Records supplied:
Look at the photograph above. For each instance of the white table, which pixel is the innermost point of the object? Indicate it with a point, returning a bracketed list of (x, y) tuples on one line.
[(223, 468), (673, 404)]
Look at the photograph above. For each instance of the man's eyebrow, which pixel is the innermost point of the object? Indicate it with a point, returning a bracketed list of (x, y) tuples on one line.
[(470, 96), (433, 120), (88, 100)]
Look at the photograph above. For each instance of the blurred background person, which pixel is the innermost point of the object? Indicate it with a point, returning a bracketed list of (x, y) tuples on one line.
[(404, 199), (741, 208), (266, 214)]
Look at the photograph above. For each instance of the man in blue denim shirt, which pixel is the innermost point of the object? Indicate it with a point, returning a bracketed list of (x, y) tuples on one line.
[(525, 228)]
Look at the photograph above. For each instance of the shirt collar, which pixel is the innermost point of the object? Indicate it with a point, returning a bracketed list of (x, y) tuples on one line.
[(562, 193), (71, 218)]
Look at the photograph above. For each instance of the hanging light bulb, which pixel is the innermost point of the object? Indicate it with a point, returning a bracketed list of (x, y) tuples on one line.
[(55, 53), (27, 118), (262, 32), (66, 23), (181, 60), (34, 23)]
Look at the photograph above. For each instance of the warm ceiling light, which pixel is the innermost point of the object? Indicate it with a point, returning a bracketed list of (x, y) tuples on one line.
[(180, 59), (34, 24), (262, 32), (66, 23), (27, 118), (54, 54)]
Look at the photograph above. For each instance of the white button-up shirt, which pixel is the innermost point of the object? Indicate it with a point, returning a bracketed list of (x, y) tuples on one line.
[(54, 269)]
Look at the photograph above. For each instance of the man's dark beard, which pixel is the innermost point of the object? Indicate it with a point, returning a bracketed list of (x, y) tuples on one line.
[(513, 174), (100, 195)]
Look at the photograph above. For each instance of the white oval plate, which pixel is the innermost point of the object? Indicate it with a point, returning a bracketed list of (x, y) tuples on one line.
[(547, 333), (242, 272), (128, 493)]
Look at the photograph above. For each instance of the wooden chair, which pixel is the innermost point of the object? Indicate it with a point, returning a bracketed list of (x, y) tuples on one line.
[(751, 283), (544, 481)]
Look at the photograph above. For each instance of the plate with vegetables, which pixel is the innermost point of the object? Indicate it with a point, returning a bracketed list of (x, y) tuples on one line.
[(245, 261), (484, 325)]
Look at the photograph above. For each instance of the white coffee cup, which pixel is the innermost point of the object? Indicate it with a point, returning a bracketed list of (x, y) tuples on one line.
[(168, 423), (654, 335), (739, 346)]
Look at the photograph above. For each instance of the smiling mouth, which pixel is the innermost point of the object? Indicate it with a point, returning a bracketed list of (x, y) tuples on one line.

Work instructions: Quote every row above verbatim, keeping them in their original order.

Output below:
Look at the photograph above. For each instance of the white table, which pixel is the innermost point of the object? Indicate it with a point, returning a bracketed list of (x, y) tuples on one line.
[(223, 468), (673, 404)]
Look at the photograph above. For each instance of the man's eyebrow, which pixel is the innermost point of the object? Indicate it with a point, returning a bracketed list of (x, y) tuples on one line.
[(470, 96), (433, 120), (88, 100)]
Look at the photograph above. For each instance of the blurred background person, which pixel is the innermost point of the object? Indicate it with a point, returning a bracketed list of (x, y) tuples on one line.
[(404, 199), (741, 208), (266, 214)]
Look at the photograph above. For each instance of the man in blue denim shirt, which pixel is the innermost point of the object? Indicate it with a point, returning a bracketed list of (x, y) tuples on one line.
[(525, 228)]
Look at the photograph above. For each instance of the shirt collar, which pixel is the innermost point of the object? Indicate it with a point, returning a bracketed list of (x, y) tuples on one line.
[(562, 193), (71, 218)]
Look at the photograph above. For each instance of the hanging light bulb, which pixel is the innermost point of the object? Indicate it with a point, returning a bracketed list of (x, y) tuples on one line.
[(55, 53), (27, 118), (262, 32), (66, 23), (181, 60), (34, 23)]
Look at the photograph above. For each instance of the warm ceiling light, which pixel is the innermost point of the object? Indicate it with a point, returning a bracketed list of (x, y) tuples on one line.
[(180, 59), (34, 24), (262, 32), (66, 23), (27, 118), (54, 54)]
Look at the photograph above. For each instance of the white button-up shirt, which pixel is the innermost point of the object? Indicate it with a point, returning a bracketed list of (x, y) tuples on one line.
[(54, 269)]
Look at the photograph above. For each instance of the man's dark beard, which pixel is the innermost point of the object? Indicate it with a point, returning a bracketed list of (x, y) tuples on one line.
[(513, 174), (100, 195)]
Look at the photograph above. For each instance of the white oval plate, which pixel is the innermost point of the object? Indicate it with a point, returning a bracketed list of (x, y) tuples on one line.
[(547, 333), (242, 272), (128, 493)]
Look at the photograph above. For each instance of the wooden chair, which pixel is the innermost point of the object? Indicate it with a point, returning a bracketed list of (x, y) tuples on one line.
[(751, 283), (544, 481)]
Look at the photograph above. For each instance of the plate with vegetables, which pixel is the innermost point of the object? Indicate it with a point, returning a bracketed list of (x, y) tuples on one line.
[(245, 261), (484, 325)]
Look at the photograph above. For each instance of the white coffee cup, which pixel is the innermost point of the object? Indicate it with a point, returning a bracketed list of (x, y) tuples on one line.
[(168, 423), (654, 335), (739, 346)]
Look at the photograph above. For each instance of the smiling mouth, which pixel is the innermost point of the object? Indicate it with a point, returning a bracketed list of (x, y) tuples on one line.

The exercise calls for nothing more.